***** Extrait à lire *****

Par ailleurs, il ne faut pas négliger l’existence désormais d’une porosité entre l'UMP et le FN, du point de vue des électeurs et donc parfois aussi de militants. La stratégie qui a été inaugurée par Nicolas Sarkozy de vouloir aller chercher des électeurs du FN a amené l'UMP à prendre des positions parfois plus dures, plus controversées sur des thématiques chères au FN (le cas emblématique fut la création du ministère de l’intégration et de l’identité nationale), et si cela a permis en 2007 de siphonner l’électorat du FN, certains militants UMP, déculpabilisés se sont retrouvés déçus que les choses n'aillent pas plus loin encore et se sont alors tournés vers le FN. De la même façon, certains nouveaux adhérents de l’UMP ont commencé par militer au FN. Ce phénomène explique aussi qu’on retrouve des profils nouveaux avec expérience militante préalable.

Les sympathisants FN assument-ils aujourd'hui plus qu'avant leur préférence politique ? Et qu'est-ce qui l'explique ?

***** Données recueillies *****

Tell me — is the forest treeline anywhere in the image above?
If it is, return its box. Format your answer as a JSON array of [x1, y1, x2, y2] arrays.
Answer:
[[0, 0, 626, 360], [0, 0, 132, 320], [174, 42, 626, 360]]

*****

• **Tâches et exercices**:
A. Répondez à ces questions d'après l'extrait :
(i) Quelle création est donnée comme le cas emblématique des positions plus dures prises par l'UMP ?
(ii) En quelle année cette stratégie a-t-elle permis de siphonner l'électorat du FN ?
(iii) Dans quel parti certains nouveaux adhérents de l'UMP ont-ils commencé à militer ?
B. Reprenez mot pour mot le passage de l'extrait qui commence aux mots « Par ailleurs, il » et arrêtez-vous après « expérience militante préalable. ».
La liste ne sert à rien pour ce travail.

• **Réponses rédigées**:
A.
(i) La création du ministère de l'intégration et de l'identité nationale.
(ii) En 2007.
(iii) Au FN.

B.
Par ailleurs, il ne faut pas négliger l’existence désormais d’une porosité entre l'UMP et le FN, du point de vue des électeurs et donc parfois aussi de militants. La stratégie qui a été inaugurée par Nicolas Sarkozy de vouloir aller chercher des électeurs du FN a amené l'UMP à prendre des positions parfois plus dures, plus controversées sur des thématiques chères au FN (le cas emblématique fut la création du ministère de l’intégration et de l’identité nationale), et si cela a permis en 2007 de siphonner l’électorat du FN, certains militants UMP, déculpabilisés se sont retrouvés déçus que les choses n'aillent pas plus loin encore et se sont alors tournés vers le FN. De la même façon, certains nouveaux adhérents de l’UMP ont commencé par militer au FN. Ce phénomène explique aussi qu’on retrouve des profils nouveaux avec expérience militante préalable.